— BRIEF 1 —
Could you transcribe the court opinion word for word, beginning at "REGINALD HUNTER, APPELLANT" and stopping after "and Hoffman, JJ."?
— BRIEF 2 —
Can you carry the Pennsylvania court opinion forward, picking up right after its final sentence?

— TEXT PROVIDED —
++++

COMMONWEALTH OF PENNSYLVANIA
v.
REGINALD HUNTER, APPELLANT



Appeal from the Judgment of Sentence of March 12, 1986 in the Court of Common Pleas of Philadelphia County, Criminal Division, at No. 0033-0039 March 1983.

COUNSEL

Norris E. Gelman, Philadelphia, for appellant.

Donna G. Zucker, Assistant District Attorney, Philadelphia, for Com., appellee.

Brosky, Montgomery and Hoffman, JJ.

Author: Hoffman

[ 381 Pa. Super. Page 501]

This appeal is from the judgment of sentence for terroristic threats, rape, burglary, theft by unlawful taking, simple assault and indecent assault. Appellant contends that trial counsel was ineffective for (1) moving for a mistrial; (2) failing to consult him prior to moving for a mistrial; (3) failing to urge his discharge on double jeopardy grounds prior to his second trial; and (4) failing to argue at the suppression hearing that appellant's mother should not have served as an "interested adult" because she had a conflict of interest. We disagree, and for the reasons that follow, we affirm the judgment of sentence.

++++

— SUPPLIED INFORMATION —
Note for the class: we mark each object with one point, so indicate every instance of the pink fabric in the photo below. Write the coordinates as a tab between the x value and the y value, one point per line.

++++

— FINAL ANSWER 1 —
REGINALD HUNTER, APPELLANT



Appeal from the Judgment of Sentence of March 12, 1986 in the Court of Common Pleas of Philadelphia County, Criminal Division, at No. 0033-0039 March 1983.

COUNSEL

Norris E. Gelman, Philadelphia, for appellant.

Donna G. Zucker, Assistant District Attorney, Philadelphia, for Com., appellee.

Brosky, Montgomery and Hoffman, JJ.

— FINAL ANSWER 2 —
On February 3, 1983, appellant was arrested and charged with terroristic threats, 18 Pa.C.S.A. § 2706, rape, id. § 3121, burglary, id. § 3502, theft by unlawful taking, id. § 3921, simple assault, id. § 2701, and indecent assault, id. § 3126. Appellant filed a motion to suppress, which was denied by the court below. The jury was sworn on March

[ 381 Pa. Super. Page 50213]

, 1984 and the trial began. On March 16, while the jury was deliberating, a juror failed to appear because of illness, and the court granted a mistrial upon motion of appellant.

The Commonwealth then elected to retry appellant. On July 9, 1984, appellant again filed a motion to suppress, and the court denied the motion. After a jury trial, appellant was found guilty of each of the charges. Post-verdict motions were filed and denied. Appellant was sentenced to an aggregate term of imprisonment of nine-and-one-half-to-nineteen years.*fn1 Thereafter, appellant filed an appeal with this Court, but his appeal was dismissed for failure to file a brief. Represented by new counsel, appellant sought relief under the Post Conviction Hearing Act (PCHA), §§ 42 Pa.C.S.A. 9541-51 (repealed).*fn2 On June 22, 1988, the court below granted appellant the right to appeal nunc pro tunc. This appeal followed.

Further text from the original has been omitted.